#### Exercise description
Extract every entry word for word.

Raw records
+++
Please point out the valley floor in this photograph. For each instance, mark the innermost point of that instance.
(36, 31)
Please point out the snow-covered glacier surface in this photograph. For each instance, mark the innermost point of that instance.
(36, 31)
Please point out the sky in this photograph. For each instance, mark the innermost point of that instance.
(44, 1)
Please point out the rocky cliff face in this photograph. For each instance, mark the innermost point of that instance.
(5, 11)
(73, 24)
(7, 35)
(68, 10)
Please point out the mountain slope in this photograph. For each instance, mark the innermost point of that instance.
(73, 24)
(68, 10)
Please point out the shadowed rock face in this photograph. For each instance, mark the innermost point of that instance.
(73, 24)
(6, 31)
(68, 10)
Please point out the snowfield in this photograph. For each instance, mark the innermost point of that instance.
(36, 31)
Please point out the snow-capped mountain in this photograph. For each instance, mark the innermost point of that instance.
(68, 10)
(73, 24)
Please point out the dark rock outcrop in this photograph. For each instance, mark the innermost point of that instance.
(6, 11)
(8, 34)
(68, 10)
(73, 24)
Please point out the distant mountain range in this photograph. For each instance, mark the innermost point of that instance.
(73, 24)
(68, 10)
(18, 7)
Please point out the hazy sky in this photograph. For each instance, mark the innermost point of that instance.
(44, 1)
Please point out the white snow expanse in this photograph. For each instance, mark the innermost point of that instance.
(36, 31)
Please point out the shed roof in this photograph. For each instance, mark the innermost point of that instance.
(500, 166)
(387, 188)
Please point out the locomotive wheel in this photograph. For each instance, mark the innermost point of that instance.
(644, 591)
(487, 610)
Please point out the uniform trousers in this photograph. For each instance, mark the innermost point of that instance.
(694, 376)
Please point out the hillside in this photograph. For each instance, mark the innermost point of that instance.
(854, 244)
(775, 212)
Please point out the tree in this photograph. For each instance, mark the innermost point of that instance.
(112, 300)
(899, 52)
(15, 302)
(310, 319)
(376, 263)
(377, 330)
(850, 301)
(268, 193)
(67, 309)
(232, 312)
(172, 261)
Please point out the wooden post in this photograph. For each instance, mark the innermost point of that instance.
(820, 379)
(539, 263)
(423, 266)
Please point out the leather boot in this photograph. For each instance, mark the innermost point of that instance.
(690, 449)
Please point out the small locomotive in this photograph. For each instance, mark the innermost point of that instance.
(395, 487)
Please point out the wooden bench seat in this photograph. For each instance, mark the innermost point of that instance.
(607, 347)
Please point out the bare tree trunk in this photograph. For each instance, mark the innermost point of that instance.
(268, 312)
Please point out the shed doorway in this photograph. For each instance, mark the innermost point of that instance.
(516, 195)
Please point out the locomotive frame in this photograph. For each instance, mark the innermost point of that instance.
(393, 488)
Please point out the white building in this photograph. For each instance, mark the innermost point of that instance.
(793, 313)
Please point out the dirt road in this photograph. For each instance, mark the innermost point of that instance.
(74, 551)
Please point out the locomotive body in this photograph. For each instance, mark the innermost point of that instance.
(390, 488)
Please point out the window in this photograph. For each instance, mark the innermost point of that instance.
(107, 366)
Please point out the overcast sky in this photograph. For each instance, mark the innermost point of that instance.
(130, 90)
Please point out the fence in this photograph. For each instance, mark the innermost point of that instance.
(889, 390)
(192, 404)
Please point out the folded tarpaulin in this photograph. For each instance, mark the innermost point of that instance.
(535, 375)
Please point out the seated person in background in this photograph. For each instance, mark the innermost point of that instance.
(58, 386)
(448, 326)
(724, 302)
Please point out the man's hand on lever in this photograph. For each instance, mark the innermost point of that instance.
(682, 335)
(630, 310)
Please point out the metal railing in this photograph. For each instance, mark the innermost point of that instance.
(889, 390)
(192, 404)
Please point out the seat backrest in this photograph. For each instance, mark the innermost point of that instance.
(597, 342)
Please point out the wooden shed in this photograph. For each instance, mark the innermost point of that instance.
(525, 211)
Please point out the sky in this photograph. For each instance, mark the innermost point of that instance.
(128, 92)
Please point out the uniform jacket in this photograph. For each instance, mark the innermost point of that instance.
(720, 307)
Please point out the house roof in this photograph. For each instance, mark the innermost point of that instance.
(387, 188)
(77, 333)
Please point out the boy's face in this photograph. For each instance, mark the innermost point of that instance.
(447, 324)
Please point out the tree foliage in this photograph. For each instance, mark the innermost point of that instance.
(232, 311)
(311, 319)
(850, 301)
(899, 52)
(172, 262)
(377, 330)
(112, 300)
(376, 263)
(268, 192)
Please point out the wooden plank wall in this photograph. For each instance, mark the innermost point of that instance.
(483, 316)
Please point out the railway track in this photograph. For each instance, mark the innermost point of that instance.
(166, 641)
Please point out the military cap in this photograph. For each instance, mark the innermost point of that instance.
+++
#### Reply
Please point out the valley floor in this photograph. For each instance, mark the innermost point of that instance.
(36, 31)
Please point out the snow-covered glacier surface in this photograph. For each instance, mark the innermost point of that instance.
(36, 31)
Please point out the sky in this photograph. For each instance, mark the innermost point of that instance.
(44, 1)
Please point out the rocky cliff face in this photograph. For each instance, mark the innermost point of that instance.
(5, 11)
(73, 24)
(7, 35)
(68, 10)
Please point out the mountain slope in this photograph. For each instance, mark the innermost point of that instance.
(73, 24)
(68, 10)
Please point out the shadowed rock face in this photograph. For each instance, mark the innermost point of that instance.
(73, 24)
(6, 31)
(68, 10)
Please point out the snowfield in this photograph. For each instance, mark the innermost point of that instance.
(36, 31)
Please point out the snow-capped mountain in this photograph. For each instance, mark the innermost point of that instance.
(68, 10)
(73, 24)
Please point out the dark rock outcrop in this photograph. For each instance, mark the innermost point of that instance.
(6, 11)
(8, 34)
(68, 10)
(73, 24)
Please point out the distant mountain range in this photograph. For each instance, mark the innermost point of that instance.
(73, 24)
(68, 10)
(18, 7)
Please point out the hazy sky in this photograph. For each instance, mark the innermost point of that instance.
(44, 1)
Please point out the white snow expanse in this photograph. For each instance, mark the innermost point of that instance.
(36, 31)
Please point out the shed roof in this photograph. For each instance, mark the innermost point of that instance.
(500, 166)
(387, 188)
Please point out the locomotive wheel in this photograph. For each instance, mark the innermost point of that instance.
(644, 591)
(487, 610)
Please point out the uniform trousers in this photograph. For each instance, mark the innermost point of that instance.
(694, 376)
Please point out the hillside in this photograph. For each instance, mark the innermost point of that instance.
(854, 244)
(775, 212)
Please point out the tree in this photograph. For each instance, mark the innermost point of that instance.
(112, 300)
(899, 52)
(15, 302)
(310, 319)
(376, 263)
(377, 330)
(850, 301)
(268, 193)
(67, 309)
(232, 312)
(172, 261)
Please point out the wooden post in this photograph. For each instance, mark the innermost point of that instance.
(820, 379)
(539, 263)
(423, 266)
Please point out the leather boot in this photograph. For each instance, mark the innermost point of that instance.
(690, 449)
Please point out the small locomotive in this photograph. For each instance, mark the innermost point of that instance.
(395, 487)
Please point out the wooden bench seat in this photograph. For each instance, mark the innermost point of that instance.
(607, 347)
Please point out the bare tree trunk in this photograph. For each instance, mark the innermost point of that instance.
(268, 312)
Please point out the shed doorway in this photograph. For each instance, mark the innermost point of that instance.
(516, 195)
Please point out the locomotive frame in this photograph. For each instance, mark the innermost point of that instance.
(393, 488)
Please point out the white building in this photograph. For each instance, mark the innermost point of that instance.
(793, 313)
Please point out the dirt road in this photograph. For each instance, mark the innermost point of that instance.
(74, 551)
Please point out the locomotive body in this photograph. For each instance, mark the innermost point of that instance.
(390, 488)
Please point out the window in this photograph. For each instance, mark the innermost point of that instance.
(107, 366)
Please point out the overcast sky in this photograph. For each instance, mark the innermost point of that instance.
(130, 90)
Please point out the fence in this photograph. For each instance, mark the innermost point of that instance.
(889, 390)
(192, 404)
Please point out the folded tarpaulin in this photograph. For each instance, mark the innermost point of that instance.
(535, 375)
Please point out the seated person in background in this photograph. For each instance, mark the innermost point of that instance.
(58, 386)
(448, 326)
(724, 302)
Please point out the man's hand on lever in this photograph. For each instance, mark the innermost point of that instance.
(682, 335)
(630, 310)
Please point out the metal railing in this photograph. For each instance, mark the innermost point of that instance.
(889, 390)
(192, 404)
Please point out the seat backrest in this photograph. For each instance, mark the innermost point of that instance.
(597, 342)
Please point out the wooden shed in this photograph. For each instance, mark the innermost point of that instance.
(525, 211)
Please point out the sky in this photograph. For each instance, mark the innermost point of that instance.
(128, 92)
Please point out the uniform jacket in this photograph. For each instance, mark the innermost point of that instance.
(720, 307)
Please point out the house roof in this photograph. For each instance, mark the innermost point of that instance.
(387, 188)
(77, 333)
Please point out the boy's face in this photograph. For each instance, mark the innermost point of that instance.
(447, 324)
Please point out the tree foliage in this photograph. For each instance, mark the innermost point of that instance.
(232, 311)
(311, 319)
(850, 301)
(899, 52)
(172, 262)
(377, 330)
(112, 300)
(376, 263)
(268, 192)
Please point out the wooden plank wall in this photograph. For each instance, mark the innermost point of that instance.
(483, 316)
Please point out the railway track in this photograph. For each instance, mark the innermost point of that instance.
(166, 641)
Please point out the military cap in this photograph. For each instance, mark the innermost point of that instance.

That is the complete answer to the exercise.